▸ Location identification entries:
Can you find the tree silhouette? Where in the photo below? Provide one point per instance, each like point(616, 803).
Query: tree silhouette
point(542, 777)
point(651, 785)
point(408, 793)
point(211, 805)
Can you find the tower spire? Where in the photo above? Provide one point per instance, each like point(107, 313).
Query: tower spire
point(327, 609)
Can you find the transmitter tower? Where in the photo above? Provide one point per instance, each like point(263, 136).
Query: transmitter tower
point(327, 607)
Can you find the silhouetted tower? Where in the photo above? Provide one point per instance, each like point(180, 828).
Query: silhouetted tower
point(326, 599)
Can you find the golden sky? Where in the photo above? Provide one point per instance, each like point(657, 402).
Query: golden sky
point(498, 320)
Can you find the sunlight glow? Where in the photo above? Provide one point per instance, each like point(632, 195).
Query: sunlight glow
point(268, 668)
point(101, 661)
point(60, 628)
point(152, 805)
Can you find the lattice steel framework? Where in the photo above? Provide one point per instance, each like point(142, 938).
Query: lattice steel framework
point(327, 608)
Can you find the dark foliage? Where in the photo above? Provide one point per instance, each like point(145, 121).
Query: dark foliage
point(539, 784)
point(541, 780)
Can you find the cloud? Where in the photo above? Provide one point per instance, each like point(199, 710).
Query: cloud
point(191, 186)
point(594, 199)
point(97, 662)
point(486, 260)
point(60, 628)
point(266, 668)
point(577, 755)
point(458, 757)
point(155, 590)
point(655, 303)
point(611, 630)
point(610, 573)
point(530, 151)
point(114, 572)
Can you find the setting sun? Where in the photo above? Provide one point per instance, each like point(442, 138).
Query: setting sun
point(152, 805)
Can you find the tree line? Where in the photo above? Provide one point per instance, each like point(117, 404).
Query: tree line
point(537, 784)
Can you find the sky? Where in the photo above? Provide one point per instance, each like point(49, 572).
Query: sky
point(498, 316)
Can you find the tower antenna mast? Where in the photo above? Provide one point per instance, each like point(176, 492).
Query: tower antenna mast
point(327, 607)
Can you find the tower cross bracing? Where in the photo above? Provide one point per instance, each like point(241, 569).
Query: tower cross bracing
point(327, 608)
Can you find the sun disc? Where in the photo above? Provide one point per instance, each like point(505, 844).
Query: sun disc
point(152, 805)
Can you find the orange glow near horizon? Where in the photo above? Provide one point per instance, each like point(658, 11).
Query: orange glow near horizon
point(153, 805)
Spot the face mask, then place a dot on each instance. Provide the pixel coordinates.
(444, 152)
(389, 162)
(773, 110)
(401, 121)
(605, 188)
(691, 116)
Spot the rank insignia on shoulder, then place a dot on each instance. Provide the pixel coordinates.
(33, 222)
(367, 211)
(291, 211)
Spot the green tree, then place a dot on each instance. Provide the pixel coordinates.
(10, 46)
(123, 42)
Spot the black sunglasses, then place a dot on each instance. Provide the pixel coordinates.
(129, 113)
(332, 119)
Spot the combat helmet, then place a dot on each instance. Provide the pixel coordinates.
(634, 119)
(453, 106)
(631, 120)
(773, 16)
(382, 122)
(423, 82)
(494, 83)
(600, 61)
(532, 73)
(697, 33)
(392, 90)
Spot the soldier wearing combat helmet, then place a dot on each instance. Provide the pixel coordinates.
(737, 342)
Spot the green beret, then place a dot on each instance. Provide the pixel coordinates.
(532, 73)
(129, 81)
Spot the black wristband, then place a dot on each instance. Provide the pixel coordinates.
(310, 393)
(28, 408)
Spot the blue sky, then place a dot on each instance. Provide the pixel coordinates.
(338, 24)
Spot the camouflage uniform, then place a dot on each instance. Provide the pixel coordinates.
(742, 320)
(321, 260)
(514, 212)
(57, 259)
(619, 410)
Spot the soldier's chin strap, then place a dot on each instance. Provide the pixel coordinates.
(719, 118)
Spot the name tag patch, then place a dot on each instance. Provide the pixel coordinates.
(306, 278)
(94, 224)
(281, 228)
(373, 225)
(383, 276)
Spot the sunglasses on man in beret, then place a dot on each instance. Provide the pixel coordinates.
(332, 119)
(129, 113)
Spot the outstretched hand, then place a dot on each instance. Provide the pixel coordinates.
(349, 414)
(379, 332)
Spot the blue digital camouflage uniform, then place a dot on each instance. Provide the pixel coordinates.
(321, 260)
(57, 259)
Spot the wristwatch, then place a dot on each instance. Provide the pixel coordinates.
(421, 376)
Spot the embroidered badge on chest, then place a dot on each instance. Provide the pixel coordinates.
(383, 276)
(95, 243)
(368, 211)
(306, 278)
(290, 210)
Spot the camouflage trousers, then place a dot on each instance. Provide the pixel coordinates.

▸ WRITTEN EXERCISE:
Print every line of these records again, word for word.

▸ COMPLETE RESPONSE:
Can you find the tree silhouette? Where in the photo below? Provide one point per instance, each like point(616, 803).
Query: tree silhouette
point(542, 777)
point(651, 785)
point(408, 793)
point(211, 805)
Can you find the tower spire? Where in the photo above? Provide one point per instance, each like point(107, 313).
Query: tower spire
point(327, 609)
Can you find the transmitter tower? Where in the photo above? Provide one point per instance, each like point(263, 136).
Query: transmitter tower
point(327, 607)
Can you find the silhouetted tower? Where in the photo above? Provide one point per instance, each like point(180, 828).
Query: silhouetted tower
point(326, 599)
Can you find the golden sky? Where in the photo above? Provide one point per instance, each like point(657, 402).
Query: golden sky
point(498, 320)
Can you find the sunlight glow? Where in the photo above? Provide one point per instance, each like point(632, 195).
Query: sunlight glow
point(268, 668)
point(101, 661)
point(60, 628)
point(152, 805)
Can you find the lattice steel framework? Where in the photo above? Provide one point per instance, each like point(142, 938).
Query: lattice steel framework
point(327, 608)
Can you find the dark foliage? Where in the photo above? Provide one point per instance, each like point(145, 121).
Query: dark foliage
point(539, 784)
point(541, 780)
Can you find the cloud? Where in the photo above? Provide one point per instance, each like point(199, 710).
Query: cloud
point(191, 186)
point(594, 199)
point(97, 662)
point(486, 260)
point(60, 628)
point(266, 668)
point(577, 755)
point(458, 757)
point(155, 590)
point(655, 303)
point(611, 630)
point(610, 573)
point(530, 151)
point(114, 572)
Can you find the setting sun? Where in the photo above? Provide one point per instance, each like point(442, 138).
Query: setting sun
point(152, 805)
Can you find the tree line? Where in the photo above? Provide one point per instance, each like point(117, 404).
Query: tree line
point(537, 784)
Can you find the sky? Where in the photo above? Provide one point per instance, each like point(49, 572).
Query: sky
point(498, 316)
Can you find the tower antenna mast? Where in the photo above? Provide one point per instance, each like point(176, 492).
Query: tower antenna mast
point(327, 607)
Can you find the tower cross bracing? Where in the photo above? Provide one point per instance, each like point(241, 569).
Query: tower cross bracing
point(327, 608)
Can you find the sun disc? Where in the photo above? Provide one point per instance, each like point(505, 844).
Query: sun disc
point(152, 805)
Can you find the orange glow near horizon? Where in the photo above? Provide one point per instance, each like point(658, 11).
Query: orange glow near horizon
point(153, 805)
Spot the face mask, then place a dot on each instance. Provide the pixel coordinates.
(444, 152)
(389, 162)
(773, 110)
(401, 121)
(605, 188)
(691, 116)
Spot the rank insignia on shoulder, then place a dot on each instance. Provide the pixel coordinates.
(33, 222)
(367, 211)
(291, 211)
Spot the green tree, then place a dot on each instance. Provide the pixel coordinates.
(10, 46)
(123, 42)
Spot the black sunglasses, then place a dot on each instance. Provide the pixel coordinates.
(129, 113)
(332, 119)
Spot the combat helmet, then place a dot on each instance. Provide the pixel coordinates.
(634, 119)
(453, 106)
(631, 120)
(773, 16)
(382, 122)
(423, 82)
(494, 83)
(600, 61)
(532, 73)
(697, 33)
(392, 90)
Spot the soldier wearing combat helmet, then place a dot on each instance. Provide the pixel coordinates.
(737, 342)
Spot the green beret, then place a dot on each instance. Provide the pixel coordinates.
(532, 73)
(129, 81)
Spot the black wristband, then place a dot on each instance. Provide the pixel coordinates.
(310, 393)
(28, 408)
Spot the blue sky, then place a dot on each instance. Provide the pixel coordinates.
(338, 24)
Spot the camouflage uniform, then place a dot on each instance. Provide the pixel coordinates.
(742, 320)
(321, 260)
(514, 212)
(57, 259)
(619, 410)
Spot the soldier's chin strap, then place a dot on each instance. Provide the pixel coordinates.
(719, 118)
Spot the name tag patch, then place a dot on each instance. Provide the pixel coordinates.
(306, 278)
(94, 224)
(281, 228)
(373, 225)
(383, 276)
Spot the sunglasses on man in beret, then place a dot on each instance. Provide the pixel coordinates.
(332, 119)
(129, 113)
Spot the outstretched hand, then place a dot on each instance. Provide the pixel coordinates.
(349, 414)
(379, 332)
Spot the blue digital camouflage uniform, then place a dot on each instance. Provide the pixel coordinates.
(321, 260)
(57, 259)
Spot the wristwatch, then place a dot on each instance. Provide the pixel coordinates.
(421, 376)
Spot the embroidered badge on chest, then place a dot on each instance. Provide the pixel coordinates.
(383, 276)
(95, 243)
(368, 211)
(306, 278)
(290, 210)
Spot the camouflage trousers, then place a dot on each instance. Provide the pixel coordinates.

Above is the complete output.